__WHAT TO WORK ON__: Print the passage about the elephant outside the window word for word, from "Story by Shailee" up to and including "to its knee!".

Story by Shailee Shah
Picture this: it’s 1:00 AM and you suddenly find yourself wide awake, tucked under two blankets and a hanging mosquito net. Sound comes into focus and you realize there’s something chomping loudly outside your window. Something large, by the sound of it. Gingerly you pull aside the layer of mosquito net and curtain, and at first your brain can’t quite process the amount of darkness on what you thought was moonlit night. A split second later you realize it isn’t darkness but an elephant! A full-grown bull elephant with gleaming tusks, five feet away from where you’re sitting, filling the frame of your window and casually chomping on an acacia tree that barely comes up to its knee!

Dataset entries
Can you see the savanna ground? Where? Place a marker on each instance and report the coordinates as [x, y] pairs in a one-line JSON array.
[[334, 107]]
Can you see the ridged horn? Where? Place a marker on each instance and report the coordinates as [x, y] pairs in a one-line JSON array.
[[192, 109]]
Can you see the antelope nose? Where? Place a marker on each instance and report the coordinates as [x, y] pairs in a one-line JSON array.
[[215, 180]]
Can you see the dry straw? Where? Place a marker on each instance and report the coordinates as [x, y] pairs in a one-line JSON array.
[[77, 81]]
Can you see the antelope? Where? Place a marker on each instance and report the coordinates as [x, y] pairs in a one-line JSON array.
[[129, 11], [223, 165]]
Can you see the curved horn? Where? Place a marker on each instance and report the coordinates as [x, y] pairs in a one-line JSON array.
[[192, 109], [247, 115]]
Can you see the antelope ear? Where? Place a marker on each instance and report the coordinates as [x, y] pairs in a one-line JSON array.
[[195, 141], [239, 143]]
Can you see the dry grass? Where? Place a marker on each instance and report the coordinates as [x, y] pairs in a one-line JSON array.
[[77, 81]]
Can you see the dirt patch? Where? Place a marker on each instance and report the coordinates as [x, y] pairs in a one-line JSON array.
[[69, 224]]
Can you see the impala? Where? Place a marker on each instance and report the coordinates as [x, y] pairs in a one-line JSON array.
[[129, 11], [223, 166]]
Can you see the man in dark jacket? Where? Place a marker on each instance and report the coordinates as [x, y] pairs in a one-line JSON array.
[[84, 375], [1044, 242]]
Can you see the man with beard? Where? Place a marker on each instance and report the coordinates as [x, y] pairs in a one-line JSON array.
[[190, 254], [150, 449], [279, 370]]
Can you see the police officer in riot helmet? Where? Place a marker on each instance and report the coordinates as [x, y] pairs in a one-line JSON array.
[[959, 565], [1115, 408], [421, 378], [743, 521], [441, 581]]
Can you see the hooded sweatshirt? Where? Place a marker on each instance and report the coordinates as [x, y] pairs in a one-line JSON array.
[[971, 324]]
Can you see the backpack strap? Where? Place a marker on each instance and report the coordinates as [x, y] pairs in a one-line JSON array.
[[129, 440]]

__RESPONSE TO THIS TASK__:
Story by Shailee Shah
Picture this: it’s 1:00 AM and you suddenly find yourself wide awake, tucked under two blankets and a hanging mosquito net. Sound comes into focus and you realize there’s something chomping loudly outside your window. Something large, by the sound of it. Gingerly you pull aside the layer of mosquito net and curtain, and at first your brain can’t quite process the amount of darkness on what you thought was moonlit night. A split second later you realize it isn’t darkness but an elephant! A full-grown bull elephant with gleaming tusks, five feet away from where you’re sitting, filling the frame of your window and casually chomping on an acacia tree that barely comes up to its knee!